### PROBLEM REQUIREMENTS
List every line of the records that contains the word "pink". Case counts.

╭─ INPUT RECORDS

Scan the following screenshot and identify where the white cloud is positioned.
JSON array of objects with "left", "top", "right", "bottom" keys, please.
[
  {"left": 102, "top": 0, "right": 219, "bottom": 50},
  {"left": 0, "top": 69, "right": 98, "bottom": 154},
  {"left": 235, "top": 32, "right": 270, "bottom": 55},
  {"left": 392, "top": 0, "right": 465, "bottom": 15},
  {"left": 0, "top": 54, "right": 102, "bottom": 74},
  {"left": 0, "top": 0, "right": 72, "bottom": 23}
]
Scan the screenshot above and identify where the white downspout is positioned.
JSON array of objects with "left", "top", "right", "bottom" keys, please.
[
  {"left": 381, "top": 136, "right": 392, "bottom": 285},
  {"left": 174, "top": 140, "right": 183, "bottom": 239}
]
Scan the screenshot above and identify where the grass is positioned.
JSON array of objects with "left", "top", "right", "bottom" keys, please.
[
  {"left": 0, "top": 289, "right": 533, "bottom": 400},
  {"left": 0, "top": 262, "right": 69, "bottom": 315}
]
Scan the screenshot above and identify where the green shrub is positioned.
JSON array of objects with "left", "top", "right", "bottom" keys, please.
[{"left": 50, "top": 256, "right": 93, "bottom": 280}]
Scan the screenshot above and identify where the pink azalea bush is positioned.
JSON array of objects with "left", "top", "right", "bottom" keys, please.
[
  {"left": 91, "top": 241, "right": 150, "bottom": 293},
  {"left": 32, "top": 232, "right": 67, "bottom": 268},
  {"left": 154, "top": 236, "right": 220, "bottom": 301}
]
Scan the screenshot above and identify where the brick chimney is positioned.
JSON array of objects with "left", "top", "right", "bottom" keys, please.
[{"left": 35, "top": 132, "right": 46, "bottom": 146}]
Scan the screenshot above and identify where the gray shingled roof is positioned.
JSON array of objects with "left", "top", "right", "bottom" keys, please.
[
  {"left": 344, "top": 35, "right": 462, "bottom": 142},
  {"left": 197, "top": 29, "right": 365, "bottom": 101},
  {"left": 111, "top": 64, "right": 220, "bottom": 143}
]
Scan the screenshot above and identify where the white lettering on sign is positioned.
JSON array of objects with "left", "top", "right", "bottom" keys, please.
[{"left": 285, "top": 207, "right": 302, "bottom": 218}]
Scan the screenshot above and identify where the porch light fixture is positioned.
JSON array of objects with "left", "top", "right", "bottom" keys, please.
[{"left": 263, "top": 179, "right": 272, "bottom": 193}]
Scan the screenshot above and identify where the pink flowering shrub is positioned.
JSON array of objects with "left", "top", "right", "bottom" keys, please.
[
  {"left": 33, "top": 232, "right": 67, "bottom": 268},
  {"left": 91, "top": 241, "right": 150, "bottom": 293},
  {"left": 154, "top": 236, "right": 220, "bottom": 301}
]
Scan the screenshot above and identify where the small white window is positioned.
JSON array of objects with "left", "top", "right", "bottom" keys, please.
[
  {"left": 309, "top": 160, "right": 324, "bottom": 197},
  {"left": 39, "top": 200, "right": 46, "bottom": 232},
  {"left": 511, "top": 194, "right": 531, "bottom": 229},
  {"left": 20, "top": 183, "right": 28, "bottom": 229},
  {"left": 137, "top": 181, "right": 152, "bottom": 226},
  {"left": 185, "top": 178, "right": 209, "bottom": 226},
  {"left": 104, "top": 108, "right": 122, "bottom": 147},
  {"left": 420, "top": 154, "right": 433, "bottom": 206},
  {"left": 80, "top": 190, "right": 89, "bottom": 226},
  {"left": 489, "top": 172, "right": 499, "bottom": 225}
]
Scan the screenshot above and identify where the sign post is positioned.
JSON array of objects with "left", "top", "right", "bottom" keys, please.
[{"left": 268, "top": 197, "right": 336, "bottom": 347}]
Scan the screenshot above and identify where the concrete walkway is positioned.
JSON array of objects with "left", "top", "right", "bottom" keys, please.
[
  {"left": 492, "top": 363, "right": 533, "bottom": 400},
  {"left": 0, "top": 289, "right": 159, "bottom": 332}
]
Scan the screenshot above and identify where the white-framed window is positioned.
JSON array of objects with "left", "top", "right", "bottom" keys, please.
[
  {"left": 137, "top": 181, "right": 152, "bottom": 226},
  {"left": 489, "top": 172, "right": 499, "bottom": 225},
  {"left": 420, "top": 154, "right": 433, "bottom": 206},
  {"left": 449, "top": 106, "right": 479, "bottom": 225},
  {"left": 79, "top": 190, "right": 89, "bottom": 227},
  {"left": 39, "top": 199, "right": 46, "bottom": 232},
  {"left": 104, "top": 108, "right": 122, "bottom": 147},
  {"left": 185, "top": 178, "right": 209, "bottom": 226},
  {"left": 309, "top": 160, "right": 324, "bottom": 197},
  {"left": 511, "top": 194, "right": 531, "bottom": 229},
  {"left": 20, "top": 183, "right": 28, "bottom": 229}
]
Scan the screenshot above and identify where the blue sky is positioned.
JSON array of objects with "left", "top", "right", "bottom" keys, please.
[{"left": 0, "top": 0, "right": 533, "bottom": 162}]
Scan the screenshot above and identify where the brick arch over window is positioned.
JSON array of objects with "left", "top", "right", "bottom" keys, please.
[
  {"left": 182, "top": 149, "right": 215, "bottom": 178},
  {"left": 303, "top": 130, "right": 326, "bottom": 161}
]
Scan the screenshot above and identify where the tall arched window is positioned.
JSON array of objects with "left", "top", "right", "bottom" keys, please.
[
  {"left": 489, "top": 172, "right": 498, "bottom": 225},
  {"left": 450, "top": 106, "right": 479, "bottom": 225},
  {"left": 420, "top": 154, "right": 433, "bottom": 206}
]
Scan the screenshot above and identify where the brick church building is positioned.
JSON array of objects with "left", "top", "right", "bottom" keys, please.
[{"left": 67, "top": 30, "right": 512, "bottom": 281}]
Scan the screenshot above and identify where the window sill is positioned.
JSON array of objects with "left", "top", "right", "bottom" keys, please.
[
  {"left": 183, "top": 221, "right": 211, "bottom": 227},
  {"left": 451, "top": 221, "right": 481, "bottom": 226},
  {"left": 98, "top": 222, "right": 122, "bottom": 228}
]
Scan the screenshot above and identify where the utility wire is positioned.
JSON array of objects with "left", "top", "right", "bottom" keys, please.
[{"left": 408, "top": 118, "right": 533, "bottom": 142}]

╰─

### ANSWER TO THIS PROBLEM
Scan the screenshot above and identify where the pink azalea bush is positioned.
Scan the screenshot above and identify where the pink flowering shrub is positioned.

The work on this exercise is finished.